*Questions on the material:*
1. Return, word for word, the part of the news release on the E. coli metabolic model that opens with the words containing "Bioengineers at the" and closes with "scientists thus far.".
2. List every numeral in the news release on the E. coli metabolic model, each with the word or unit that accompanies it.
3. Write the next portion of the news release on the E. coli temperature model, beginning after its final sentence.

*Selected passage:*
News Release

Metabolic model of E. coli reveals how bacterial growth responds to temperature change

Peer-Reviewed Publication

University of California - San Diego

Bioengineers at the University of California, San Diego have developed a computational model of 1,366 genes in E. coli that includes 3D protein structures and has enabled them to compute the temperature sensitivity of the bacterium's proteins. The study, published June 7 in the journal Science, opens the door for engineers to create heat-tolerant microbial strains for production of commodity chemicals, therapeutic proteins and other industrial applications.

Students of microbiology learn early that bacterial growth is temperature sensitive. For most pathogens, the optimum growth temperature is approximately the same as the body temperature of humans, or 37 C, but some bacteria, called thermophiles, grow well at high temperatures. Determining what precisely causes some bacteria to be more heat sensitive than others has eluded scientists thus far.

*Input data:*
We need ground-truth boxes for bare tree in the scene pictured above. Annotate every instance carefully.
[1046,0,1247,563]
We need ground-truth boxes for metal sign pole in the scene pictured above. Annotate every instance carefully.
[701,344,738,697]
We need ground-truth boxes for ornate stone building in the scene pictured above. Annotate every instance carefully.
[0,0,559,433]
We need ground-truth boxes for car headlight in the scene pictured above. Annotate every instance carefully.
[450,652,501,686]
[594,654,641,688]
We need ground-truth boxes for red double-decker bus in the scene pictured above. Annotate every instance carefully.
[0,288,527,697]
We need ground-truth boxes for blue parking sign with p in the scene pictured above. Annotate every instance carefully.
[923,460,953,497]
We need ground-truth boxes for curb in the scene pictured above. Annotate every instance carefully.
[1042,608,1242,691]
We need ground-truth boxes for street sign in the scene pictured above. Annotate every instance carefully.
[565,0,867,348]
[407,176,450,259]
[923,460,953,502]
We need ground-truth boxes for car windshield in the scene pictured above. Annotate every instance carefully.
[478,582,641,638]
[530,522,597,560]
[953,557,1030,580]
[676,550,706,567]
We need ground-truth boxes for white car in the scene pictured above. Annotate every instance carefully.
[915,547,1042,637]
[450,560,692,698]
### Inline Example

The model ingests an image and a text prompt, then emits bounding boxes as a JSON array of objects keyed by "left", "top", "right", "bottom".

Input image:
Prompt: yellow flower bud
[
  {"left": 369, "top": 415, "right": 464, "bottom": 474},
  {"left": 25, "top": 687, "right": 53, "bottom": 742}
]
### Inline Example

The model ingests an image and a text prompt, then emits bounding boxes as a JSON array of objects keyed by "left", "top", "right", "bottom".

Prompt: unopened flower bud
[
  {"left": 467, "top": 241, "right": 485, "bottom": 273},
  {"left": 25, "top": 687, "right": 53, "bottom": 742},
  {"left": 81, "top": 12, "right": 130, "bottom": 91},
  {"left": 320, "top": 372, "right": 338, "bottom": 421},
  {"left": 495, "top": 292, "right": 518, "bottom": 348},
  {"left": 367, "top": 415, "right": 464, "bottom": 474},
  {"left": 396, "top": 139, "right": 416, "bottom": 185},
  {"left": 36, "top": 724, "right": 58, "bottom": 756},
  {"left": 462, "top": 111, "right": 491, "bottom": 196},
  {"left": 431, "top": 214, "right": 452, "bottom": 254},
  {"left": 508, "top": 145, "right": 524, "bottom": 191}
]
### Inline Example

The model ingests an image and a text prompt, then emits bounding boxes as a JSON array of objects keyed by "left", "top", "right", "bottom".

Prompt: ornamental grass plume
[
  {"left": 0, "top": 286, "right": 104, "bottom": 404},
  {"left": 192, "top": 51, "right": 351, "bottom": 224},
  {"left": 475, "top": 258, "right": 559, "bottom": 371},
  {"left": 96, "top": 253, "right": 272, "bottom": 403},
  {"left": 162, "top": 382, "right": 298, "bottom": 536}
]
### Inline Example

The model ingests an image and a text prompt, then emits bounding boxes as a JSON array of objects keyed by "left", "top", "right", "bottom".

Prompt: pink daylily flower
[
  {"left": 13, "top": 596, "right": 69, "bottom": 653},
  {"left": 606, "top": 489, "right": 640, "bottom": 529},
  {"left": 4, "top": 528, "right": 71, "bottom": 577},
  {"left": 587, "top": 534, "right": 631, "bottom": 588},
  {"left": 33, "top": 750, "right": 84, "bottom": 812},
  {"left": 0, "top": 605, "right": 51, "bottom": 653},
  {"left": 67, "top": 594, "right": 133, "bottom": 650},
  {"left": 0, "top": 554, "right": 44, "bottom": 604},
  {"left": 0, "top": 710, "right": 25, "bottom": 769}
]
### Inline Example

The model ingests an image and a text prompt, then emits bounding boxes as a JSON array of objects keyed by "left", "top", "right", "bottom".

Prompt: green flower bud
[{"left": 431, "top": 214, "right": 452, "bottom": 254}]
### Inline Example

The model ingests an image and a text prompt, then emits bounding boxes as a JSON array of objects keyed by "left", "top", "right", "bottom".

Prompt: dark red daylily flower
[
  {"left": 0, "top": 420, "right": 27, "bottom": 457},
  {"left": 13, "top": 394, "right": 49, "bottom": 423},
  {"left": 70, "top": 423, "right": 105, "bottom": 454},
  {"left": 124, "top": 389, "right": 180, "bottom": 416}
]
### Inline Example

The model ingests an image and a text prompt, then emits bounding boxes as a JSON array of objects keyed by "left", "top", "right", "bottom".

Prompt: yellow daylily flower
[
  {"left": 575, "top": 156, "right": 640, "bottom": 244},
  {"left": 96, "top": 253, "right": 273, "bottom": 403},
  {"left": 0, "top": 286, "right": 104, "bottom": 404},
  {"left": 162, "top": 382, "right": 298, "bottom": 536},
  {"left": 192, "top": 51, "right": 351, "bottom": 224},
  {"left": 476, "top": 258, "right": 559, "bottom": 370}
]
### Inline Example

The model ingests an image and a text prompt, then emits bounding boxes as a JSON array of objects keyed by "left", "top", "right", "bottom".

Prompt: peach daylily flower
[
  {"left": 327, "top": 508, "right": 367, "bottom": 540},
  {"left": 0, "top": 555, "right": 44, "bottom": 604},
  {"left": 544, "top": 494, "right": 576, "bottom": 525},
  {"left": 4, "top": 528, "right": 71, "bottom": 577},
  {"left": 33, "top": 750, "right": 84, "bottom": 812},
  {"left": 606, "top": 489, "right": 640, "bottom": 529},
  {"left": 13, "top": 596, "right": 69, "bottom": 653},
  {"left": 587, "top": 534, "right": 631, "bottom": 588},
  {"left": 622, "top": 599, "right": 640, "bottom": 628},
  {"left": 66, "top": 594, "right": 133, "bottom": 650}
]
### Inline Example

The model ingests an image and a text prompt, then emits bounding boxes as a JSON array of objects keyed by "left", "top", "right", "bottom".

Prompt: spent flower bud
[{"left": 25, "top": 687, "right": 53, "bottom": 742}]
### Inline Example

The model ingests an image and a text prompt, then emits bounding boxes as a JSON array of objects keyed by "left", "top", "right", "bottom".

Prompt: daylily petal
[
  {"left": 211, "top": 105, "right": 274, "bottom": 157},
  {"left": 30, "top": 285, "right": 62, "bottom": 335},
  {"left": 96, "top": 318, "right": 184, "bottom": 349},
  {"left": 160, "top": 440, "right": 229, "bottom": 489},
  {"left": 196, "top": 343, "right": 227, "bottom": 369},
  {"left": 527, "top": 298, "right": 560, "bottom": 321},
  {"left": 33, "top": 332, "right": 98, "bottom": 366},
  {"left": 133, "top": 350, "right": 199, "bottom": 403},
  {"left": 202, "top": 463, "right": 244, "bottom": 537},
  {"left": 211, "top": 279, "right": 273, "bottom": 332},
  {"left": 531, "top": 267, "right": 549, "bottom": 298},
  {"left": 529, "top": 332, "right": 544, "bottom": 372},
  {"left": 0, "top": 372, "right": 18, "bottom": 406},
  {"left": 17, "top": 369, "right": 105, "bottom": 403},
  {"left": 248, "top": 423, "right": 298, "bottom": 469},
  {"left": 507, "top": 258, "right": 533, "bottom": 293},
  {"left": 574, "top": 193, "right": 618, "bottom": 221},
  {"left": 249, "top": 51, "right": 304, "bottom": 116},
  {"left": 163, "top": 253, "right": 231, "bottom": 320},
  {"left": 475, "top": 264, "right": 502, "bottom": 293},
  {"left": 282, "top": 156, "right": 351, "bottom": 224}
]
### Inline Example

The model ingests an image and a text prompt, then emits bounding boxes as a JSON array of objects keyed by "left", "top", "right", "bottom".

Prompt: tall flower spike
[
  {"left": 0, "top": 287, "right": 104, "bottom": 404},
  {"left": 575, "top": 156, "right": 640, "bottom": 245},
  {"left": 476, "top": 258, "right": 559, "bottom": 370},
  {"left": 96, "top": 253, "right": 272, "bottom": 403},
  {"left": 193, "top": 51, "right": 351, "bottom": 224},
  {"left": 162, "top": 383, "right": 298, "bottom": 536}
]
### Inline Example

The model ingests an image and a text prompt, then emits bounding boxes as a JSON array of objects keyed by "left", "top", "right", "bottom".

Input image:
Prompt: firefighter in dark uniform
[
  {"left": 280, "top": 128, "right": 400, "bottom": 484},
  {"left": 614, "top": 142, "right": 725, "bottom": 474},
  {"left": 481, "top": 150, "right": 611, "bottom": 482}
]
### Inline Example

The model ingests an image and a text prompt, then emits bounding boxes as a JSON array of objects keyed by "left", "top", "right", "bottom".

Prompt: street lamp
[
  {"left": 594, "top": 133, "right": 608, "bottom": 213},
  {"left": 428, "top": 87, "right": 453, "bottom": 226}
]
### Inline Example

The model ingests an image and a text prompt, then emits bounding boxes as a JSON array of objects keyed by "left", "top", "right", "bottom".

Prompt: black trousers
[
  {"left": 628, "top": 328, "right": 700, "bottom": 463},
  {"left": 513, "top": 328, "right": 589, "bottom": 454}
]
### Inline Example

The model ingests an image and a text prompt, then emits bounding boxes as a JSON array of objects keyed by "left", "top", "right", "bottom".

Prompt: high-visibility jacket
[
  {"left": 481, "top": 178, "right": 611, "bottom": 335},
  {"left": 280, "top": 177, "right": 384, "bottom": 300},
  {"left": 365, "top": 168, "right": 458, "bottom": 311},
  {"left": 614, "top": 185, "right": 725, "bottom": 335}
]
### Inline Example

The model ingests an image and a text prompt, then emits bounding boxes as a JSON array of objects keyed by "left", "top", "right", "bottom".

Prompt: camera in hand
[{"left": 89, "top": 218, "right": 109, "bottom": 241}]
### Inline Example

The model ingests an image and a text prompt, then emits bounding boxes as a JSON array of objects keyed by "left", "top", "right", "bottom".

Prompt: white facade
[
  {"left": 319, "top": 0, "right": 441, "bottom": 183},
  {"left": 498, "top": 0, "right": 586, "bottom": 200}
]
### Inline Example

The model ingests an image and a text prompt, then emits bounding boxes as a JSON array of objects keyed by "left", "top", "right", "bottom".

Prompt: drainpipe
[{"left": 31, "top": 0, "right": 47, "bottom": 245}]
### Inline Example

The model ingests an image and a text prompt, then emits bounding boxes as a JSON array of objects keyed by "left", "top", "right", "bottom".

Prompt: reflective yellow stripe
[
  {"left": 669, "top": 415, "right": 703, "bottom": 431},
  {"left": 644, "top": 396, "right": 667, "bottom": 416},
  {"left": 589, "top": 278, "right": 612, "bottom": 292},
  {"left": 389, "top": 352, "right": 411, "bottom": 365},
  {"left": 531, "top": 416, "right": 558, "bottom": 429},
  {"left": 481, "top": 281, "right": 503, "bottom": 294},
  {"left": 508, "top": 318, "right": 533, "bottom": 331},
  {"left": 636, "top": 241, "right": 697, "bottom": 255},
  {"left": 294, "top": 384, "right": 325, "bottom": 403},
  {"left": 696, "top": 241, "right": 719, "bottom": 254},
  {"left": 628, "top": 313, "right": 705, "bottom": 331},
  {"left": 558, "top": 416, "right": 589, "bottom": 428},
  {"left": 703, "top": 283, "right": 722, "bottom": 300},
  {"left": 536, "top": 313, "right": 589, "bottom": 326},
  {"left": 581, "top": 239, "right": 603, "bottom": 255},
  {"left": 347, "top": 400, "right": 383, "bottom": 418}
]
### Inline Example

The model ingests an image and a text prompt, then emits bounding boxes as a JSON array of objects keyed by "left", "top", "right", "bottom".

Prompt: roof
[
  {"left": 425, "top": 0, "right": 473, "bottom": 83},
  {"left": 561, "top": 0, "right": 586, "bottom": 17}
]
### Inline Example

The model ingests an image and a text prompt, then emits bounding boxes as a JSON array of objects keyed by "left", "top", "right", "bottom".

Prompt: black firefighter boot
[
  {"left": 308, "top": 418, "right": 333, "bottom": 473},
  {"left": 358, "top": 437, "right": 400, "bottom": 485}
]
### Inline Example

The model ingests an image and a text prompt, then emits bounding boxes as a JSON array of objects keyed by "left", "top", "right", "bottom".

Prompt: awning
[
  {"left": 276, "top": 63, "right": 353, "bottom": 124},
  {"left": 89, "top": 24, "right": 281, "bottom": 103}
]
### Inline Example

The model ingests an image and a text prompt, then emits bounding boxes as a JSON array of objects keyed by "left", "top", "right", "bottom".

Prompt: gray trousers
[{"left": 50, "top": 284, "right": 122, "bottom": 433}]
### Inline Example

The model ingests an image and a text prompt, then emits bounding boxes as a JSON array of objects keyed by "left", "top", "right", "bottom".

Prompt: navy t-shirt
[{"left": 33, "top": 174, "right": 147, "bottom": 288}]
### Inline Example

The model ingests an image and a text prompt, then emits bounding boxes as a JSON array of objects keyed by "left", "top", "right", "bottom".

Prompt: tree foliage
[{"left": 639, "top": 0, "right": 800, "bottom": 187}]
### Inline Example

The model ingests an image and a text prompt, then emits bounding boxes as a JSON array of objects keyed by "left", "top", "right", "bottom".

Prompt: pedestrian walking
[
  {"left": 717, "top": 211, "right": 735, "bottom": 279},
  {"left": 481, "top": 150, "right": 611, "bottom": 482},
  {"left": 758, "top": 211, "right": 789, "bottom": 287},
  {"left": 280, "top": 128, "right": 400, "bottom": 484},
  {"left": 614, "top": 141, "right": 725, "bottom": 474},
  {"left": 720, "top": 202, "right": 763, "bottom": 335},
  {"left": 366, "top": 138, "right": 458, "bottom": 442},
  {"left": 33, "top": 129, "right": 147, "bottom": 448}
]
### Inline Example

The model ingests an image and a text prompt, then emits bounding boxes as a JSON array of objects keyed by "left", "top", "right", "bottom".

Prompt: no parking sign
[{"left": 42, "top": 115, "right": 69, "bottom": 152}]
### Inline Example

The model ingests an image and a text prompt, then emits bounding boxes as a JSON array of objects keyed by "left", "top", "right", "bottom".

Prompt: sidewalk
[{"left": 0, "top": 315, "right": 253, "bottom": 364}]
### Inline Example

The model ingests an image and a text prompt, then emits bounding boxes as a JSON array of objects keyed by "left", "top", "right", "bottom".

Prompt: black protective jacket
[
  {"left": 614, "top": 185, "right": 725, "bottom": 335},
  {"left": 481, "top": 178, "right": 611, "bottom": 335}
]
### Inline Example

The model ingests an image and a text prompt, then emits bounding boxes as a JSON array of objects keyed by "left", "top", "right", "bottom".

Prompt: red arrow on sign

*Outputs by task:*
1.
Bioengineers at the University of California, San Diego have developed a computational model of 1,366 genes in E. coli that includes 3D protein structures and has enabled them to compute the temperature sensitivity of the bacterium's proteins. The study, published June 7 in the journal Science, opens the door for engineers to create heat-tolerant microbial strains for production of commodity chemicals, therapeutic proteins and other industrial applications.

Students of microbiology learn early that bacterial growth is temperature sensitive. For most pathogens, the optimum growth temperature is approximately the same as the body temperature of humans, or 37 C, but some bacteria, called thermophiles, grow well at high temperatures. Determining what precisely causes some bacteria to be more heat sensitive than others has eluded scientists thus far.

2.
- 1,366 genes
- 3D protein structures
- June 7
- 37 C

3.
"Evidence has accumulated over several decades that proteins are what limit the heat tolerance of cells, but pinpointing the weak points represented by specific proteins has never before been accomplished except when researchers have engineered certain proteins to be sensitive to temperature," said Roger Chang, the first author on the paper who earned his Ph.D. in bioinformatics and systems biology at UC San Diego in 2012. "Not only have we predicted some of these weak points in E. coli but we did so through an unprecedented integrative computational approach drawing from both three-dimensional protein structure analysis and genome-scale cellular network modeling."

Chang completed his Ph.D. in the Systems Biology Research Group of Professor Bernhard Palsson and is currently a postdoctoral fellow at Harvard Medical School.

Chang said the predictions about thermosensitivity of specific proteins in E. coli have been overcome by nutrient supplementation experiments, as predicted by the computational model. The next step is to engineer or evolve thermostabilizing mutations in these proteins to yield genetically thermotolerant strains. The results thus far demonstrate the potential capabilities offered by the emerging field of systems biology, which leverages the power of high-performance computing and an enormous amount of available data from the life sciences to simulate biological activities.

"Broadly speaking, this study demonstrates how fundamental understanding of biology can be revealed by integrating network and structural biology at the genome-scale," said Professor Palsson. "Representing cellular functions in chemically accurate terms enables quantitative computation of cellular behavior. It is quite remarkable how far this field has come in just the past couple of years, and it appears that we can look forward to continuing advances in the near future."